What you are asked to do: Reproduce each of the entries below, word for word and line for line.

Given data:
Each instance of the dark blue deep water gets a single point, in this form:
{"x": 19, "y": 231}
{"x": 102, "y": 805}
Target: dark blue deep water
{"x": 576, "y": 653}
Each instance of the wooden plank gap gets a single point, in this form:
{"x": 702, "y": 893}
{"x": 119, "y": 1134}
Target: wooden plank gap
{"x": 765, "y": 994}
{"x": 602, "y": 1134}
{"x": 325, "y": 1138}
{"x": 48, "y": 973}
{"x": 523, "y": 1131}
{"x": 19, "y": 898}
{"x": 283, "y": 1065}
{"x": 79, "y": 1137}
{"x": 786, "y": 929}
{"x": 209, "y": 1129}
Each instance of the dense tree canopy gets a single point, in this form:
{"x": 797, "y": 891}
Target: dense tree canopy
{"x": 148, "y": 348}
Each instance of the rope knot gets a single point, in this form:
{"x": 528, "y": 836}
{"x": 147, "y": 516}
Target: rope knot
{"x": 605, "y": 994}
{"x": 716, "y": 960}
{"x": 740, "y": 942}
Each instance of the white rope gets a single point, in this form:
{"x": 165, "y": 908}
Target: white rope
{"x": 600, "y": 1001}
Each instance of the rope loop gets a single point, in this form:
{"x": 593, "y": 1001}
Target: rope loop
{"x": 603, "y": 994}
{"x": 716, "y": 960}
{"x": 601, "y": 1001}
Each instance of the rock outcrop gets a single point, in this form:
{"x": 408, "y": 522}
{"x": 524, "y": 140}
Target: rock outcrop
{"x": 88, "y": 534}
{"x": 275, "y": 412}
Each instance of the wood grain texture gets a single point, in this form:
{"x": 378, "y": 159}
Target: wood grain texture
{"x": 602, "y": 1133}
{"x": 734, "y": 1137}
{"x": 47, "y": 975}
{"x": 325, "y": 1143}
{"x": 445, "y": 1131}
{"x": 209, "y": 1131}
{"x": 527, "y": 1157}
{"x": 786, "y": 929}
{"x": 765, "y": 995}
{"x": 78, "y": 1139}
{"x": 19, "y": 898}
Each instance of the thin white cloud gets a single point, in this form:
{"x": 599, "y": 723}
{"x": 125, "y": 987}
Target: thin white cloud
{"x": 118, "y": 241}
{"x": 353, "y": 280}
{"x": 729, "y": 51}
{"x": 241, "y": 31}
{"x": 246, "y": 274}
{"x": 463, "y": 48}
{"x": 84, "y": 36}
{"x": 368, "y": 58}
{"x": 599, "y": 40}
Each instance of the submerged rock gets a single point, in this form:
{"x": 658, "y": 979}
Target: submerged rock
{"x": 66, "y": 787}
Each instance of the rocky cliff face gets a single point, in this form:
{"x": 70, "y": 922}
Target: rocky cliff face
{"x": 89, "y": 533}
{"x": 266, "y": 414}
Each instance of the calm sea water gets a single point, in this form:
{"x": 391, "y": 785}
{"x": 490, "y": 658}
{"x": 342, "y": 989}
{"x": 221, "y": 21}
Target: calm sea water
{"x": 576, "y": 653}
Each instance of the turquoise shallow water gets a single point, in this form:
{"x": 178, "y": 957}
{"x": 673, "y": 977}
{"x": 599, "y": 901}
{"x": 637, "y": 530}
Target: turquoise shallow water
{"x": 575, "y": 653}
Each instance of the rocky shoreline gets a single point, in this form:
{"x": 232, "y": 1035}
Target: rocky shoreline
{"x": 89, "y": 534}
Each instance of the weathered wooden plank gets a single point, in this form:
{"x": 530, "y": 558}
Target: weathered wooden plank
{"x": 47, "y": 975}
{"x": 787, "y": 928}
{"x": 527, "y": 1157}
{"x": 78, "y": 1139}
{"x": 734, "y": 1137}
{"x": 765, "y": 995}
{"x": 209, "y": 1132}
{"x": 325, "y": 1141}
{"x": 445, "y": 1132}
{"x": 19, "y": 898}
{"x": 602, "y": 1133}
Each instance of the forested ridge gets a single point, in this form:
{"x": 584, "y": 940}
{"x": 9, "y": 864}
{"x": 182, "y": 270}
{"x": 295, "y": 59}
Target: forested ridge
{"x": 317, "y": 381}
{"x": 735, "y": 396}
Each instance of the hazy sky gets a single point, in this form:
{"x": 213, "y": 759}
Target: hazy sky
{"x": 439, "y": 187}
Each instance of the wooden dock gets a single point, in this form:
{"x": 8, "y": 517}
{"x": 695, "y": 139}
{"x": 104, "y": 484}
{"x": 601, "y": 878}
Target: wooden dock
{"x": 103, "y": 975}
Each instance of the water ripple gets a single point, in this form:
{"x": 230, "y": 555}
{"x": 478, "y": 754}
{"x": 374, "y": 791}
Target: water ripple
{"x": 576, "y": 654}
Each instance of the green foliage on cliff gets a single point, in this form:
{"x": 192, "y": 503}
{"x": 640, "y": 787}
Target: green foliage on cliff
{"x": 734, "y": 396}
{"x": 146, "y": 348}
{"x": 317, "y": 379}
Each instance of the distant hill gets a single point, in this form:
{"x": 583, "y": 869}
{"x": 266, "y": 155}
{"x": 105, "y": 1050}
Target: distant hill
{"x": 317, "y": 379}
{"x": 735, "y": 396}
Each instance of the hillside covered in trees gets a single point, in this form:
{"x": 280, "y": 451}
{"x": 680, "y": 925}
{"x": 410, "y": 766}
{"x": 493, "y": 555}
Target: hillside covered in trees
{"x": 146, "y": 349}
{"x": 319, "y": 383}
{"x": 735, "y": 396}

Solved problem:
Each instance of the dark blue deep water gets a single point, in this form:
{"x": 19, "y": 231}
{"x": 102, "y": 805}
Target: dark blue deep water
{"x": 576, "y": 653}
Each instance of the wooden plank gap gets a single point, in this form:
{"x": 702, "y": 893}
{"x": 119, "y": 1134}
Target: wooden plank gap
{"x": 765, "y": 994}
{"x": 602, "y": 1134}
{"x": 325, "y": 1138}
{"x": 48, "y": 973}
{"x": 523, "y": 1131}
{"x": 19, "y": 898}
{"x": 283, "y": 1065}
{"x": 79, "y": 1137}
{"x": 786, "y": 929}
{"x": 209, "y": 1129}
Each instance of the dense tree canopy gets a single point, in this form:
{"x": 797, "y": 891}
Target: dense tree canopy
{"x": 148, "y": 348}
Each instance of the rope knot gets a single point, in this form:
{"x": 528, "y": 836}
{"x": 147, "y": 516}
Target: rope knot
{"x": 605, "y": 994}
{"x": 716, "y": 960}
{"x": 740, "y": 942}
Each instance of the white rope gets a single point, in this form:
{"x": 165, "y": 908}
Target: white rope
{"x": 600, "y": 1001}
Each instance of the rope loop gets a single point, in this form:
{"x": 593, "y": 1001}
Target: rope loop
{"x": 603, "y": 994}
{"x": 716, "y": 960}
{"x": 601, "y": 1001}
Each instance of the rock outcrop gets a single point, in this form:
{"x": 408, "y": 522}
{"x": 524, "y": 140}
Target: rock outcrop
{"x": 88, "y": 534}
{"x": 275, "y": 412}
Each instance of the wood grain texture gets a single point, in this form:
{"x": 378, "y": 159}
Target: wood grain texture
{"x": 602, "y": 1133}
{"x": 734, "y": 1137}
{"x": 47, "y": 975}
{"x": 325, "y": 1143}
{"x": 445, "y": 1131}
{"x": 209, "y": 1131}
{"x": 527, "y": 1157}
{"x": 786, "y": 929}
{"x": 765, "y": 995}
{"x": 78, "y": 1139}
{"x": 19, "y": 898}
Each instance of the thin white cloud gets a single point, in this form:
{"x": 599, "y": 723}
{"x": 125, "y": 987}
Target: thin white cloud
{"x": 118, "y": 241}
{"x": 353, "y": 280}
{"x": 729, "y": 51}
{"x": 241, "y": 31}
{"x": 246, "y": 274}
{"x": 463, "y": 48}
{"x": 84, "y": 36}
{"x": 368, "y": 58}
{"x": 599, "y": 40}
Each instance of the submerged rock gets a single point, in this form:
{"x": 658, "y": 979}
Target: submerged rock
{"x": 66, "y": 787}
Each instance of the rocky cliff face gets a single point, in this form:
{"x": 70, "y": 922}
Target: rocky cliff face
{"x": 89, "y": 533}
{"x": 266, "y": 414}
Each instance of the calm sea water gets a single point, in this form:
{"x": 391, "y": 785}
{"x": 490, "y": 658}
{"x": 342, "y": 989}
{"x": 221, "y": 21}
Target: calm sea water
{"x": 576, "y": 653}
Each instance of the turquoise shallow water gets a single point, in this form:
{"x": 178, "y": 957}
{"x": 673, "y": 977}
{"x": 599, "y": 901}
{"x": 637, "y": 530}
Target: turquoise shallow water
{"x": 575, "y": 653}
Each instance of the rocky shoreline gets a single point, in this form:
{"x": 232, "y": 1035}
Target: rocky shoreline
{"x": 89, "y": 534}
Each instance of the weathered wooden plank gets a single point, in this form:
{"x": 530, "y": 558}
Target: weathered wooden plank
{"x": 47, "y": 975}
{"x": 787, "y": 928}
{"x": 527, "y": 1157}
{"x": 78, "y": 1139}
{"x": 734, "y": 1137}
{"x": 765, "y": 995}
{"x": 209, "y": 1132}
{"x": 325, "y": 1141}
{"x": 445, "y": 1132}
{"x": 19, "y": 898}
{"x": 602, "y": 1133}
Each instance of the forested ridge gets a single point, in this form:
{"x": 584, "y": 940}
{"x": 9, "y": 864}
{"x": 182, "y": 270}
{"x": 295, "y": 59}
Target: forested ridge
{"x": 317, "y": 381}
{"x": 735, "y": 396}
Each instance of the hazy sky gets a single point, in this form:
{"x": 213, "y": 759}
Target: hazy sky
{"x": 439, "y": 187}
Each instance of the wooden dock gets a single point, in this form:
{"x": 8, "y": 517}
{"x": 695, "y": 139}
{"x": 104, "y": 484}
{"x": 601, "y": 878}
Target: wooden dock
{"x": 103, "y": 975}
Each instance of the water ripple gets a single point, in this form:
{"x": 230, "y": 555}
{"x": 478, "y": 754}
{"x": 374, "y": 791}
Target: water ripple
{"x": 576, "y": 654}
Each instance of the green foliage on cliff gets a single point, in this form:
{"x": 192, "y": 503}
{"x": 640, "y": 787}
Target: green foliage on cliff
{"x": 734, "y": 396}
{"x": 146, "y": 348}
{"x": 317, "y": 379}
Each instance of the distant hill gets a single point, in this form:
{"x": 583, "y": 869}
{"x": 266, "y": 155}
{"x": 105, "y": 1050}
Target: distant hill
{"x": 317, "y": 379}
{"x": 735, "y": 396}
Each instance of the hillside covered in trees gets a single point, in this form:
{"x": 280, "y": 451}
{"x": 680, "y": 925}
{"x": 410, "y": 766}
{"x": 493, "y": 555}
Target: hillside covered in trees
{"x": 146, "y": 349}
{"x": 319, "y": 383}
{"x": 735, "y": 396}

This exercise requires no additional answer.